━━━━━ Supplied passage ━━━━━

Postby take5_d_shorterer » 04 Dec 2017, 00:26

Not only animals.

Mr. TOBIN: This is shortly after Ernie had arrived in North Africa, which is really his first involvement in the American part of the war, late 1942, early 1943. And Ernie had covered aviation before, so he was comfortable with pilots and flyers and flight mechanics. And so one of the first things that he does is go with an Air Corps outfit and hang out at this airfield in Algeria. And so he's describing this scene, and I'll read just a little scene-setter and then jump to some words of his.

━━━━━ Data supplied ━━━━━

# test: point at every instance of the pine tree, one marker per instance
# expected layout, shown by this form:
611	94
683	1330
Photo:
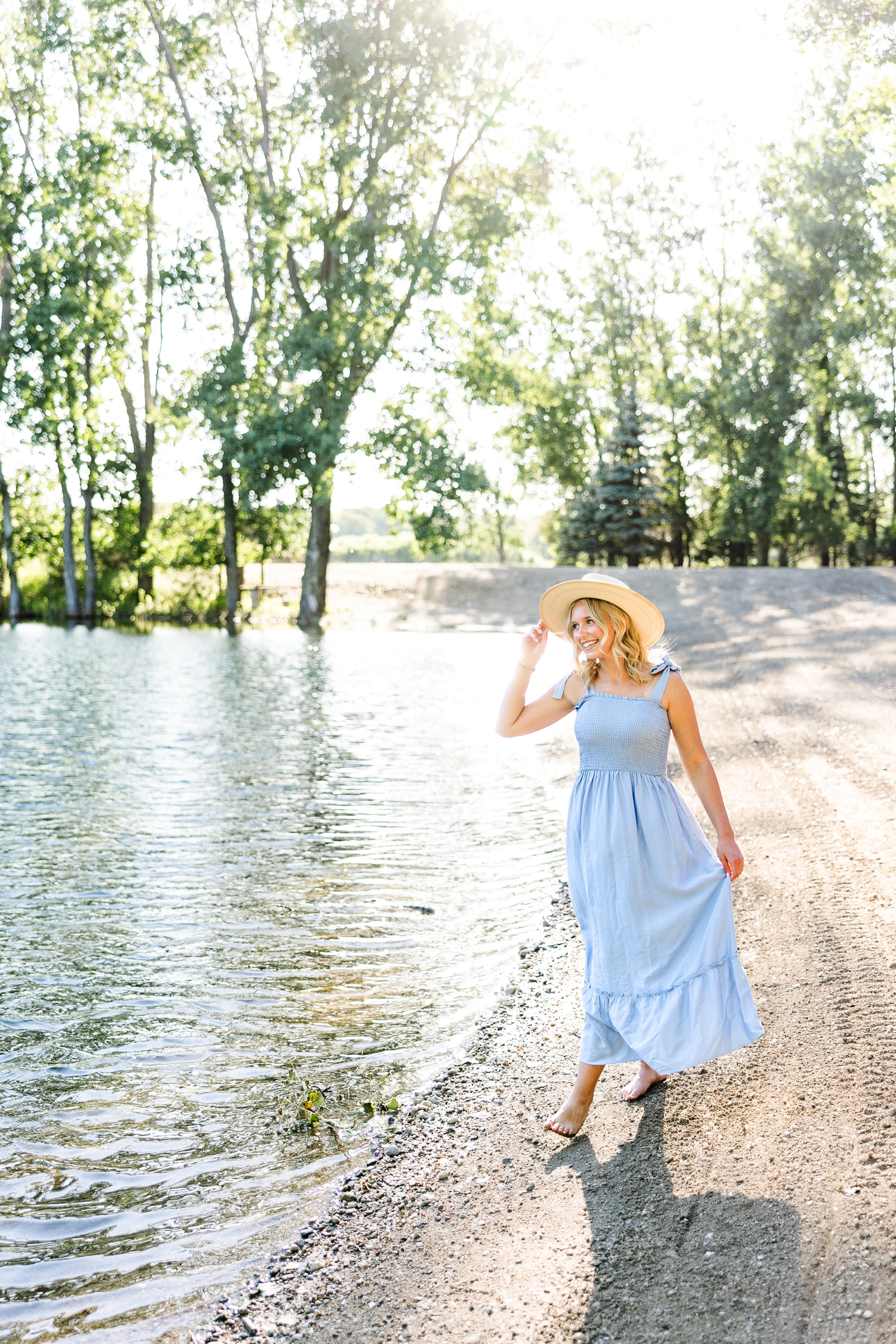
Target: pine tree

━━━━━
━━━━━ Data supplied ━━━━━

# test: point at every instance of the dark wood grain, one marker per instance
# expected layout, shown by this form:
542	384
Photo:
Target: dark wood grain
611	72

━━━━━

Exercise goal → Carry on the transcript about Ernie at the Algerian airfield, starting right after its last sentence. The items above were taken from a different source.

The result →
(Reading) 'It was late afternoon at our desert airdrome. The sun was lazy, the air was warm and a faint haze of propeller dust hung over the field, giving it softness. We had already seen death that afternoon, for one of the returning Fortresses had released a red flare over the field. And I had stood with others beneath the great plane as they handed its dead pilot, head downward, through the escape hatch onto a stretcher. The faces of his crew were grave, and nobody talked very much. One man clutched a leather cap with blood on it; the pilot's hands were very white. Everybody knew the pilot. He was so young a couple of hours ago. The war came inside us then, and we felt it deeply.'

Then Ernie describes a group of Flying Fortresses that had been out on a mission and were coming back. Most of them had made it back to the field, but one was still missing. And they wait, really, for several hours, then they give up the plane for lost. And then all of a sudden, there's a flare seen on the horizon and they realize that it's that last Fortress coming back to the field, but very slowly.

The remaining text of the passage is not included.